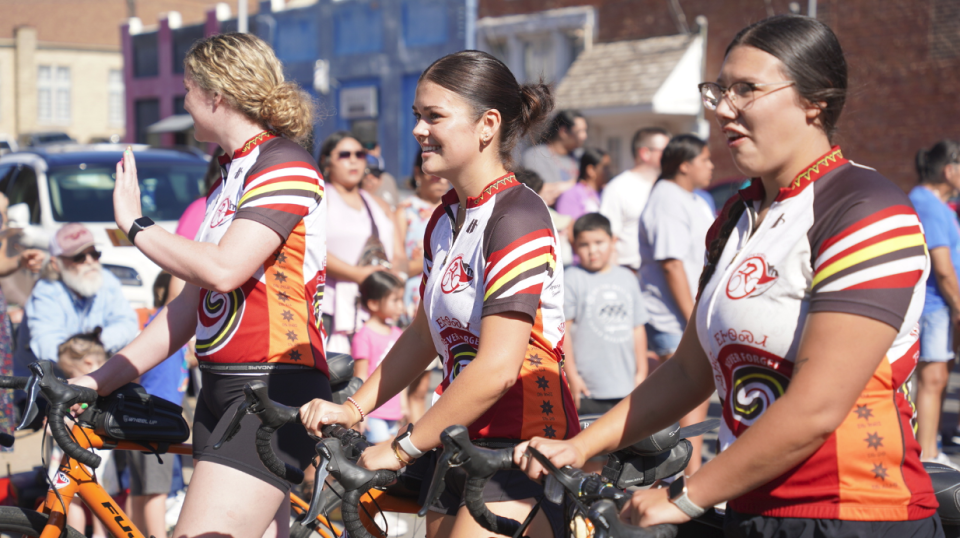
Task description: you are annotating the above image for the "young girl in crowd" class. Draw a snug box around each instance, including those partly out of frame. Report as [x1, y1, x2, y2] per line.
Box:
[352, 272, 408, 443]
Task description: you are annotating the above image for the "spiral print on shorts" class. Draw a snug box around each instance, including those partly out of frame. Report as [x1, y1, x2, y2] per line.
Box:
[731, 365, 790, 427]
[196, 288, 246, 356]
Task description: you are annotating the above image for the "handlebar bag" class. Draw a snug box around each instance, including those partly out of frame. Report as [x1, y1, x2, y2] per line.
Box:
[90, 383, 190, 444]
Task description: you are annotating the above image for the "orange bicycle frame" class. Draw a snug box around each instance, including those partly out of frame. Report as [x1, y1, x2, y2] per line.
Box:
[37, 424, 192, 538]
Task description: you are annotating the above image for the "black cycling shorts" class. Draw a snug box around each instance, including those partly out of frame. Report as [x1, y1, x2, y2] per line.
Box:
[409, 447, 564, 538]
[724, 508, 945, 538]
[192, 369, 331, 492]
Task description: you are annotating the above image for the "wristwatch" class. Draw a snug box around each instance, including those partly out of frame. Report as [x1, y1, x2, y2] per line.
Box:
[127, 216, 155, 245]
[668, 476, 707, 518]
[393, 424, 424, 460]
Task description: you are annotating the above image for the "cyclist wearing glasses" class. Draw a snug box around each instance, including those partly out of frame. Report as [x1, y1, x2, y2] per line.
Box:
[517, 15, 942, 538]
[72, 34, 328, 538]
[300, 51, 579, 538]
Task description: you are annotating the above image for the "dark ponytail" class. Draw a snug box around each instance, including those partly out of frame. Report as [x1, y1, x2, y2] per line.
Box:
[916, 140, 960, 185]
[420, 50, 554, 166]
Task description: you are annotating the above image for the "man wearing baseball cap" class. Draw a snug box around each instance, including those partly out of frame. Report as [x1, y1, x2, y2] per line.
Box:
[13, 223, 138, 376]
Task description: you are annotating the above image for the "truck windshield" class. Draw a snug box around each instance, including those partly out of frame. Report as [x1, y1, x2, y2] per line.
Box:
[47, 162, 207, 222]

▬▬▬▬▬▬

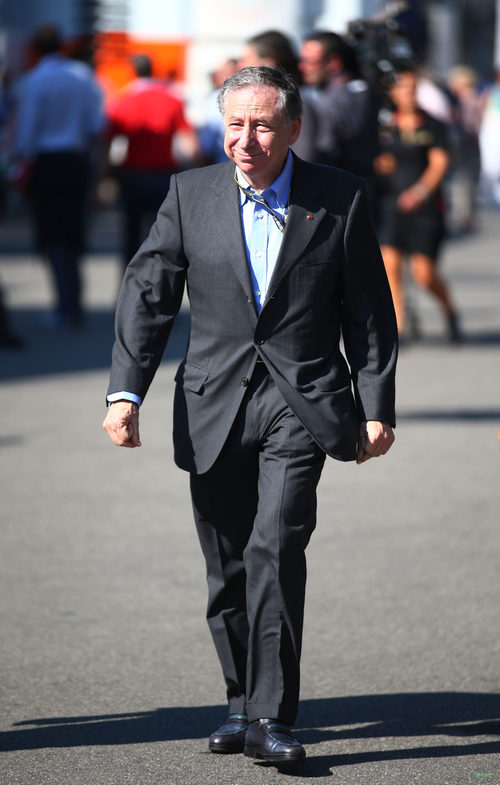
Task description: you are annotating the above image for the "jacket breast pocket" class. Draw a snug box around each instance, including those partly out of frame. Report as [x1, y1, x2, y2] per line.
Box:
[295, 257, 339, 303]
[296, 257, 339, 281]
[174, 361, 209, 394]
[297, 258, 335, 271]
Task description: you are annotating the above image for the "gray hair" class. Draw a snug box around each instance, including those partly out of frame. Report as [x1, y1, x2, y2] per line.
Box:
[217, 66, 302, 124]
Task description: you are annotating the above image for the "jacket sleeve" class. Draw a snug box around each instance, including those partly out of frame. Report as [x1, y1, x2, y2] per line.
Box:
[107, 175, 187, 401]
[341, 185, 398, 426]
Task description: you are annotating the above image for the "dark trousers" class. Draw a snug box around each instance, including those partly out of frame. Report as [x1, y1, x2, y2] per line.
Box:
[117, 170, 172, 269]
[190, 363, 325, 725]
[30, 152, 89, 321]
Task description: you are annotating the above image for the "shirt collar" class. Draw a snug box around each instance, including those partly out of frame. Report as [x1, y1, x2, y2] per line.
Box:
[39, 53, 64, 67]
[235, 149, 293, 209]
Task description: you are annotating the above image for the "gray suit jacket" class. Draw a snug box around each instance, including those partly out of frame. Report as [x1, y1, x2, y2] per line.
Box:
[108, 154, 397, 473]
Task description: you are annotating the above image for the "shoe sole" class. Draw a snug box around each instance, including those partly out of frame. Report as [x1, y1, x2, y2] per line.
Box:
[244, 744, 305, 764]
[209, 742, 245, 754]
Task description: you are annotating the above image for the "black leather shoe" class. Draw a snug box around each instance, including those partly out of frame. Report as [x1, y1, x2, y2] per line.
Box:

▬▬▬▬▬▬

### Problem description
Reproduce every line above containing "gray".

### Response to the exercise
Task description: you are annotating the above image for the "gray hair" class. Draw a snug box around each instance, including those partly out of frame. Report as [x1, y1, x2, y2] per line.
Task description: you are annotating the above image for the "gray suit jacket" class. Draw a snug box around each instance, including those partly out of frame. Report as [x1, y1, x2, y2] per line.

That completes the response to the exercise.